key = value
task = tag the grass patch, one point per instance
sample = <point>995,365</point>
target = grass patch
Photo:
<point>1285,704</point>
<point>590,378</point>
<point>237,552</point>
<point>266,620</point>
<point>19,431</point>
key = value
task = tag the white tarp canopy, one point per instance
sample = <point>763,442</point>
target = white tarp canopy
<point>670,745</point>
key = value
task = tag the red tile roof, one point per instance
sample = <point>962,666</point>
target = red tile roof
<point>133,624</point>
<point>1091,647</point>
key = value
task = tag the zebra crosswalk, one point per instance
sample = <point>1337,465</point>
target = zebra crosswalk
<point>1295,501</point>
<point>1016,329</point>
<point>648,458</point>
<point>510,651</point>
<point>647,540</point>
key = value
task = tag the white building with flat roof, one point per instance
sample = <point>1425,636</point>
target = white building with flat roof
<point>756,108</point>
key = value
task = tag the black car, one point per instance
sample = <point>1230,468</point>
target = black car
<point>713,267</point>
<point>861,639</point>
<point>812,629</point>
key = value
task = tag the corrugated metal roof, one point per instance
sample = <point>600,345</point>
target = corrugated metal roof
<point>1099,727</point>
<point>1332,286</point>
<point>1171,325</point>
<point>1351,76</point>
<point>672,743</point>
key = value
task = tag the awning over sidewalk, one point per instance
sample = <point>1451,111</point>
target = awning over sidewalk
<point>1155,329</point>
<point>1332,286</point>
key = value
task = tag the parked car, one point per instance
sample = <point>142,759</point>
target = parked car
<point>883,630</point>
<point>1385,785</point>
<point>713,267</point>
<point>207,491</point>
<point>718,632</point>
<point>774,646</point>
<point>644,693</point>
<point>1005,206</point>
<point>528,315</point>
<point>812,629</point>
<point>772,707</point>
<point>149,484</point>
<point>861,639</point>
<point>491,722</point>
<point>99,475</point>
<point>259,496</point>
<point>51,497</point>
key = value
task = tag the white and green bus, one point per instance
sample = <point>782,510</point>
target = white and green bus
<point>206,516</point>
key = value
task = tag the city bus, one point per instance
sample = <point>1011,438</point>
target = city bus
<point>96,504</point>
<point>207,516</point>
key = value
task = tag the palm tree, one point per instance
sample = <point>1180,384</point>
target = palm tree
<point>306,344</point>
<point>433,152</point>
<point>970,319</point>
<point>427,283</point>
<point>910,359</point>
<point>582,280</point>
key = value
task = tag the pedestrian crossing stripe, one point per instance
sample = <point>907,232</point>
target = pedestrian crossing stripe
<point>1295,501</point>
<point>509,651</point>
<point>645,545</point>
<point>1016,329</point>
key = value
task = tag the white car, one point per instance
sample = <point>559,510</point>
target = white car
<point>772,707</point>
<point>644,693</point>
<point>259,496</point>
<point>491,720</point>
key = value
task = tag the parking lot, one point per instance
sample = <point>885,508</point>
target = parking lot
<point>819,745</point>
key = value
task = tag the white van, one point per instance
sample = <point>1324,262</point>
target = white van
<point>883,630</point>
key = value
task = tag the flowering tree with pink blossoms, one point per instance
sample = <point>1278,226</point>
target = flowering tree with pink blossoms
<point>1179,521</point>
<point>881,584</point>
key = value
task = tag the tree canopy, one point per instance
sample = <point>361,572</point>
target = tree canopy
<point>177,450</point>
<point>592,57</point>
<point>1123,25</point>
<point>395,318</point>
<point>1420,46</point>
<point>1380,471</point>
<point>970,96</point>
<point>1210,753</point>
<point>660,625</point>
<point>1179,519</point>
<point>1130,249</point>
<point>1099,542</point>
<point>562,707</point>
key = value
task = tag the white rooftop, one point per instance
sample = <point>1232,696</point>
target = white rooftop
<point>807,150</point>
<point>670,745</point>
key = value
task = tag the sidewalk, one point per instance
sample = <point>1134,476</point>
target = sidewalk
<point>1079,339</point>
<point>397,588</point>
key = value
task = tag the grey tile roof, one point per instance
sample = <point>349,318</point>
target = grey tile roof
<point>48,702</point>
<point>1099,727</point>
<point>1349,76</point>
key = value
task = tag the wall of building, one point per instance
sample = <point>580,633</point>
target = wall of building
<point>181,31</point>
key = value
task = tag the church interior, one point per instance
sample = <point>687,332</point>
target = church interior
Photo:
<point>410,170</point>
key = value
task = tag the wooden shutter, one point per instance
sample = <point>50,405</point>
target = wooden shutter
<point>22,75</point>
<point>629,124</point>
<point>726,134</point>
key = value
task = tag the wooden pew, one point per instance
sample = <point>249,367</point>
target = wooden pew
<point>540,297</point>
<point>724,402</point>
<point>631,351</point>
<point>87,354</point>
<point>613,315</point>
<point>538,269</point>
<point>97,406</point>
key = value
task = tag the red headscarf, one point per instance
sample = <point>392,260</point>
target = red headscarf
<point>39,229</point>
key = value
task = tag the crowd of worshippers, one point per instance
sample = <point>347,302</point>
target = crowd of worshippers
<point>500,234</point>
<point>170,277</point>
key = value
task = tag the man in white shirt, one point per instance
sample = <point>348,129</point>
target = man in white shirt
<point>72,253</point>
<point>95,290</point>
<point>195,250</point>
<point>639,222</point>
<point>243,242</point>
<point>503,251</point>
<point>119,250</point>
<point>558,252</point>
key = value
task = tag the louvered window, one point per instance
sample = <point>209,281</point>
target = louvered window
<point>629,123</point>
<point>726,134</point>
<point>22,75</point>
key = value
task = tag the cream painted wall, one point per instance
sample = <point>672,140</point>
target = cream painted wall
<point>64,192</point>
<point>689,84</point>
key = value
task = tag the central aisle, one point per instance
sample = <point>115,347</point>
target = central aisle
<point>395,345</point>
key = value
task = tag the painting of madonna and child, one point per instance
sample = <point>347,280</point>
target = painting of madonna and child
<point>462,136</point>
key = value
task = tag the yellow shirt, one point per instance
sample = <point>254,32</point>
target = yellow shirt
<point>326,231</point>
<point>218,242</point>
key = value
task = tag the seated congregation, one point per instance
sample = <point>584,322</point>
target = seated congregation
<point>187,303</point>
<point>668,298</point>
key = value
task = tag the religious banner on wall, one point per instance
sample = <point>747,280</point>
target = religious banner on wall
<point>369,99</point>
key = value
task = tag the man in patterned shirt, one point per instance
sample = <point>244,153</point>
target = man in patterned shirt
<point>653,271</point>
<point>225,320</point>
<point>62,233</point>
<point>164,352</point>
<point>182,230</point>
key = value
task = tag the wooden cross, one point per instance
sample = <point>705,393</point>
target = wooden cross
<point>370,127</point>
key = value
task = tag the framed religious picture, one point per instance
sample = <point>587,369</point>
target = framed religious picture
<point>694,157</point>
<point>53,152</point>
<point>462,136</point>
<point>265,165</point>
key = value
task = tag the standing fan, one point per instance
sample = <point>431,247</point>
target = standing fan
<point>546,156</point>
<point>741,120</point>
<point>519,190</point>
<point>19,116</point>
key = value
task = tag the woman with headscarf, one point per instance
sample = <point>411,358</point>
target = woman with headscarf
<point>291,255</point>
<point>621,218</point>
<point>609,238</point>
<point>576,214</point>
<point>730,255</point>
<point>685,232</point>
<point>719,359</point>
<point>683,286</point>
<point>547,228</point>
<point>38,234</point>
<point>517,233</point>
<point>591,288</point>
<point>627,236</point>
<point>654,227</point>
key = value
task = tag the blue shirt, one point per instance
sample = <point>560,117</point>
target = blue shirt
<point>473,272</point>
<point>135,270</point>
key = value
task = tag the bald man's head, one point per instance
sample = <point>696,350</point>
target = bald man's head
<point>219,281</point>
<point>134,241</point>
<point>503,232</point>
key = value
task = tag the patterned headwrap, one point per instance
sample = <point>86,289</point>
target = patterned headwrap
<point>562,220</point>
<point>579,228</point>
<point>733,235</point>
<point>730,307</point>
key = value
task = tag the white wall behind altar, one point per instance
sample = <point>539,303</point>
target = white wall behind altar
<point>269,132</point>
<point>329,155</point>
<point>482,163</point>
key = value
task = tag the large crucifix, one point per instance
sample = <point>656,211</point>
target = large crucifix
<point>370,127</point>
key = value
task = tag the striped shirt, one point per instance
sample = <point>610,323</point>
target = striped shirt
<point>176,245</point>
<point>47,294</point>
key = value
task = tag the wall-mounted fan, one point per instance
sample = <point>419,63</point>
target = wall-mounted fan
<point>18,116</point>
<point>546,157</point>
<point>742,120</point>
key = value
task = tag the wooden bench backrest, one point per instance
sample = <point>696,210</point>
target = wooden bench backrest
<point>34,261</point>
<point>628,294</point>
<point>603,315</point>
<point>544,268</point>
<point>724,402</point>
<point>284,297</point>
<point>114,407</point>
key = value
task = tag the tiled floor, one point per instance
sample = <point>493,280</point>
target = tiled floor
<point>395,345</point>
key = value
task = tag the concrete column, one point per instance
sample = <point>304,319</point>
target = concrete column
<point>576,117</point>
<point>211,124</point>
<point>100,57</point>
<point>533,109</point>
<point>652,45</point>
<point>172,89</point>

###

• Aim of the task: Rewrite the listing from its beginning up to and including the line with "<point>1091,647</point>", changing "white tarp canopy" to "white tent canopy" and keeping all else the same.

• Response:
key = value
task = tag the grass patch, one point per instance
sample = <point>995,365</point>
target = grass patch
Photo:
<point>1285,704</point>
<point>590,378</point>
<point>237,552</point>
<point>266,620</point>
<point>19,431</point>
key = value
task = tag the white tent canopy, one point per instance
sample = <point>763,442</point>
target = white tent canopy
<point>670,745</point>
key = value
task = tag the red tile roof, one point per instance
sample = <point>962,666</point>
target = red tile roof
<point>133,624</point>
<point>1091,647</point>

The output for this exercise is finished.